• Extracted entries
:::::

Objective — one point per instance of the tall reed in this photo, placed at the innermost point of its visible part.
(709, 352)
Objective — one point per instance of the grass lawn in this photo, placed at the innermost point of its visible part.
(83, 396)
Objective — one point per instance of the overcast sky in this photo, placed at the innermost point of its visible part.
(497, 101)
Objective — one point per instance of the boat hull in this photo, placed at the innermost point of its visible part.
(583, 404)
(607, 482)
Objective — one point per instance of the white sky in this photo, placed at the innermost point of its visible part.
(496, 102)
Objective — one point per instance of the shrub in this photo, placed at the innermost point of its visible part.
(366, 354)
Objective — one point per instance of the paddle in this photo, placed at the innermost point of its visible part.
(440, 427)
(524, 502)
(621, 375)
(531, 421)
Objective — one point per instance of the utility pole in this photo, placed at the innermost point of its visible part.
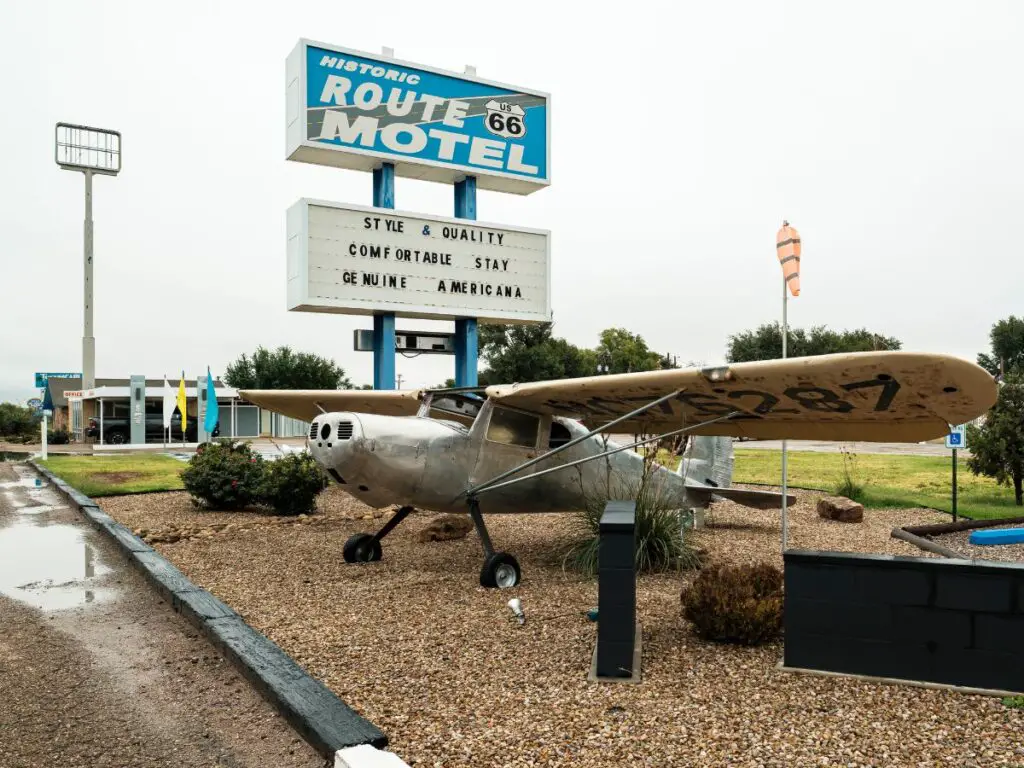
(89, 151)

:::::

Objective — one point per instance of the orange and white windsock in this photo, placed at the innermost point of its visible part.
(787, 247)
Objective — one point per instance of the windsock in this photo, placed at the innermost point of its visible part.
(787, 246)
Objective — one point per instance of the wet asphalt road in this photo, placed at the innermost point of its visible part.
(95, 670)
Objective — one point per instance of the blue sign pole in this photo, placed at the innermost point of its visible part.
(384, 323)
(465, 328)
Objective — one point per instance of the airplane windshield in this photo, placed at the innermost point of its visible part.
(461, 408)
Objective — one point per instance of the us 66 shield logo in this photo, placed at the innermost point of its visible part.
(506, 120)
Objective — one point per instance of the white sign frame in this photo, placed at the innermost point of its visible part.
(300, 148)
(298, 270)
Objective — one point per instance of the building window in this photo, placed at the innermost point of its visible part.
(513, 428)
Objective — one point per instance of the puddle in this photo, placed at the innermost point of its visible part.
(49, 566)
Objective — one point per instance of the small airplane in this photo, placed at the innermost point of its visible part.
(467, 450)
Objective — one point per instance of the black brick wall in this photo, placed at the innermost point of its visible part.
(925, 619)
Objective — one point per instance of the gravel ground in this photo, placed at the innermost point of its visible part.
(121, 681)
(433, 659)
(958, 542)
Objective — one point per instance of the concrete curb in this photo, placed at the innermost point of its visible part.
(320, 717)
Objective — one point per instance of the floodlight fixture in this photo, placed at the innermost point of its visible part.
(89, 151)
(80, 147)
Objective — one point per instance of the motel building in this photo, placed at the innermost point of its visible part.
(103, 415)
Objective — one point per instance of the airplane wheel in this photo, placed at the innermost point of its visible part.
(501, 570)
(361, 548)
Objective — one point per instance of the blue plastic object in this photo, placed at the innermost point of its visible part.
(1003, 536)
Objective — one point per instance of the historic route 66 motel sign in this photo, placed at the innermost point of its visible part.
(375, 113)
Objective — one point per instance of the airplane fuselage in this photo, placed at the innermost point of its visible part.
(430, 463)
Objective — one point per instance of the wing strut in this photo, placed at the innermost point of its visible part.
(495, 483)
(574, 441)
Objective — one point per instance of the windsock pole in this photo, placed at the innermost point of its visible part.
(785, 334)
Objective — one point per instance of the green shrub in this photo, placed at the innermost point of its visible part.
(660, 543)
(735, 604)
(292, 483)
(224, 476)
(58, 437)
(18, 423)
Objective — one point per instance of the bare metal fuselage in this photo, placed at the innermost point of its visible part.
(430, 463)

:::::

• Task description
Reproduce only the records from the line with "Objective — one point per instance of the airplane wheel" up to and including the line with "(1003, 536)", adding 109 to both coordinates of every point and leaving all other text unchanged.

• Written response
Objective — one point per instance of the airplane wheel in this photo, placed at the innermost point of its visible part.
(610, 679)
(470, 657)
Objective — one point per instance of the blue plastic object in this photo, placed at the innermost point of its visible part.
(1112, 645)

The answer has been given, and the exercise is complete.